## [Goal]
Repeat each entry as written and leave the images out of the copy.

[start]

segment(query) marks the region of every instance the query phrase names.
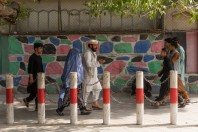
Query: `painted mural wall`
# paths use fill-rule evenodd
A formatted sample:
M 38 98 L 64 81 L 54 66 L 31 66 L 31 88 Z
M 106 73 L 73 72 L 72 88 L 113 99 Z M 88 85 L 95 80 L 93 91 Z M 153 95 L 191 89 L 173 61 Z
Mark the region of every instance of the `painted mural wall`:
M 27 65 L 29 56 L 34 52 L 33 43 L 40 41 L 44 44 L 42 59 L 47 79 L 46 90 L 49 94 L 56 94 L 58 87 L 54 83 L 61 85 L 60 76 L 69 50 L 76 47 L 83 53 L 86 42 L 97 39 L 100 42 L 98 58 L 106 60 L 105 64 L 98 68 L 99 78 L 103 71 L 110 71 L 112 91 L 130 93 L 131 81 L 136 71 L 144 71 L 145 77 L 153 81 L 155 74 L 161 69 L 160 51 L 164 47 L 163 37 L 161 34 L 10 36 L 8 59 L 10 73 L 14 75 L 15 92 L 26 93 Z M 197 92 L 198 76 L 188 75 L 186 80 L 190 83 L 190 89 Z M 155 83 L 159 83 L 159 80 Z M 152 86 L 153 92 L 156 93 L 159 86 Z M 3 75 L 0 76 L 0 93 L 5 93 Z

[end]

## [Task answer]
segment(query) marks the region of every instance the query phrase names.
Query: `painted mural wall`
# paths use fill-rule evenodd
A formatted sample:
M 38 98 L 64 81 L 54 66 L 31 66 L 31 88 Z
M 106 73 L 73 72 L 72 88 L 113 99 Z M 88 85 L 95 80 L 93 91 Z M 153 95 L 191 89 L 173 61 Z
Mark the region of every instance of the `painted mural wall`:
M 27 65 L 29 56 L 34 52 L 33 43 L 40 41 L 44 44 L 42 59 L 47 79 L 46 90 L 49 94 L 56 94 L 58 87 L 54 83 L 61 85 L 60 76 L 69 50 L 76 47 L 83 53 L 86 42 L 97 39 L 100 42 L 98 58 L 106 60 L 105 64 L 98 68 L 99 78 L 103 71 L 110 71 L 112 91 L 130 93 L 131 81 L 136 71 L 144 71 L 145 77 L 153 81 L 155 74 L 161 69 L 160 51 L 164 47 L 163 37 L 161 34 L 10 36 L 8 59 L 10 73 L 14 75 L 15 92 L 26 93 Z M 197 92 L 198 76 L 188 75 L 186 80 L 190 83 L 190 89 Z M 155 83 L 159 83 L 159 80 Z M 152 86 L 153 92 L 156 93 L 159 86 Z M 3 75 L 0 76 L 0 93 L 5 93 Z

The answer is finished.